• _WHAT THE TASK ASKS_: Please collect each line in the entries below that contains the word "field", and copy every such line in full.

»»

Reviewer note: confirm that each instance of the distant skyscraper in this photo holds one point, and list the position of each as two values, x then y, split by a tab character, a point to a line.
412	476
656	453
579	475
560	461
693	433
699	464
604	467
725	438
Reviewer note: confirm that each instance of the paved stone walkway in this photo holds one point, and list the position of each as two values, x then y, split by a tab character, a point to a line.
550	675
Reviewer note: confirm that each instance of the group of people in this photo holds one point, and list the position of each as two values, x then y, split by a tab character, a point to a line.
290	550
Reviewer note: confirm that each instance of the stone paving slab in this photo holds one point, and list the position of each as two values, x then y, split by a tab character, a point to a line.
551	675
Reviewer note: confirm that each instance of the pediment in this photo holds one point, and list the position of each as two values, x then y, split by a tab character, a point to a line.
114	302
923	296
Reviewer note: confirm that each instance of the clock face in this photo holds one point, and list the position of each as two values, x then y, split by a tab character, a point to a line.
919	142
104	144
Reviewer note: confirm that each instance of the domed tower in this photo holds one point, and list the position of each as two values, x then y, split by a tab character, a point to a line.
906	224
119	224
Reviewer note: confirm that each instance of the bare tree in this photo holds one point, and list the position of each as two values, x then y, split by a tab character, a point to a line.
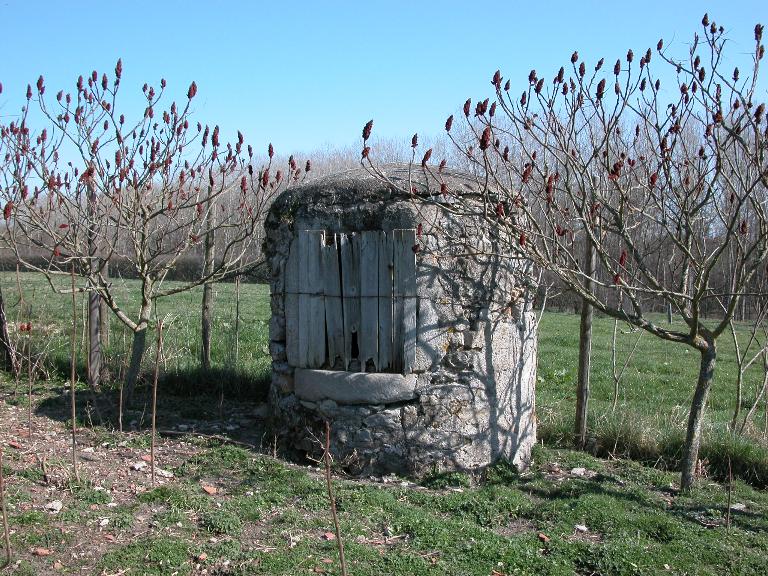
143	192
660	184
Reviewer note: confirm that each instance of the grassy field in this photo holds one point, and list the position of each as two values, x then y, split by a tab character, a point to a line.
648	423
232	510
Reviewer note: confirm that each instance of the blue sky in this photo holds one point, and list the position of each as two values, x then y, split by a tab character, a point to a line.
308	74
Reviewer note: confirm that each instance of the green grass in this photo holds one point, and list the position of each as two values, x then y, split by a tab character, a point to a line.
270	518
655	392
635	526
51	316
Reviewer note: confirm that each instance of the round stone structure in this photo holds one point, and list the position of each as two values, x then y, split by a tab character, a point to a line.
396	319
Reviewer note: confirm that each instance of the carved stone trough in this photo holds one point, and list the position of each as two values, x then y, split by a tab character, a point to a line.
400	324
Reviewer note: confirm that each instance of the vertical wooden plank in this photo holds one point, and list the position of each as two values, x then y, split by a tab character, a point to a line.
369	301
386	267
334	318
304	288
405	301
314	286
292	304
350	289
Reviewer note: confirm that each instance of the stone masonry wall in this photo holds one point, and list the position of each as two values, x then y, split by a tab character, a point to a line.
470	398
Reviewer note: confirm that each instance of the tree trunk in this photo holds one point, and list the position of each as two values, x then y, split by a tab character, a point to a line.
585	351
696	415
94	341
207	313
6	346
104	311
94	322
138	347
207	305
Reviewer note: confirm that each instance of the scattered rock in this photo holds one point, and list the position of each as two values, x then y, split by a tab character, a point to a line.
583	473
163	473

««
»»

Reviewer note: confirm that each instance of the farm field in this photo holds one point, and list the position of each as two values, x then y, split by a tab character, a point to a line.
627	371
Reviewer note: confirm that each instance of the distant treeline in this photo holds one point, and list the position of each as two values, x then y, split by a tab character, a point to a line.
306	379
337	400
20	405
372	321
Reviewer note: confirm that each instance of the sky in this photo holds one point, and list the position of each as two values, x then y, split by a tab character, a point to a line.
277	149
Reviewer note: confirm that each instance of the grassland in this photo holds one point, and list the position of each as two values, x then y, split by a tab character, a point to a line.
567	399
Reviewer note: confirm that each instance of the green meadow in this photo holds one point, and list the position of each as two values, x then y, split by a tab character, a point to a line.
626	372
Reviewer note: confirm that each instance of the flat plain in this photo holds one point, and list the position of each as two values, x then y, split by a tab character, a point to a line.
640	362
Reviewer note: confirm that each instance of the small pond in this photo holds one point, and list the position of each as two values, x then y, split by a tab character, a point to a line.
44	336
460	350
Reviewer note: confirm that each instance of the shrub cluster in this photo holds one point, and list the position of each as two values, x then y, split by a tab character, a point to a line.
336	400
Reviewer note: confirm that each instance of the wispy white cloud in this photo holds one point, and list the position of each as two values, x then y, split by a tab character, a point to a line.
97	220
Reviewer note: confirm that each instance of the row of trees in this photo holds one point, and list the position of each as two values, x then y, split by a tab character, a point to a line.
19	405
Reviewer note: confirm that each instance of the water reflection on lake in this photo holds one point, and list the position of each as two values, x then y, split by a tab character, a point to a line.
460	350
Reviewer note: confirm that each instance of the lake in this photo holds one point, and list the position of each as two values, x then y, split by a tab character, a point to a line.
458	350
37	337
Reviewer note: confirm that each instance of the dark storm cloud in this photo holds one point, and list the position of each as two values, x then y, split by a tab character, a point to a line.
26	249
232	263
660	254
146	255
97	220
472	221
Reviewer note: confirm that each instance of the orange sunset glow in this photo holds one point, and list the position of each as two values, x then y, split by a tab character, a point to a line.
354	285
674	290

««

• _SOLUTION FOR THIS EXERCISE_:
Reviewer note: confirm that each instance of the grassy field in this photo holds one point, and list the position of each as two values, x then y, split by a tab character, a point to a line.
Reviewer note: confirm that each instance of the farm field in this photo holds one point, and list the position of each as two values, x then y, split by a tab character, a point to a line.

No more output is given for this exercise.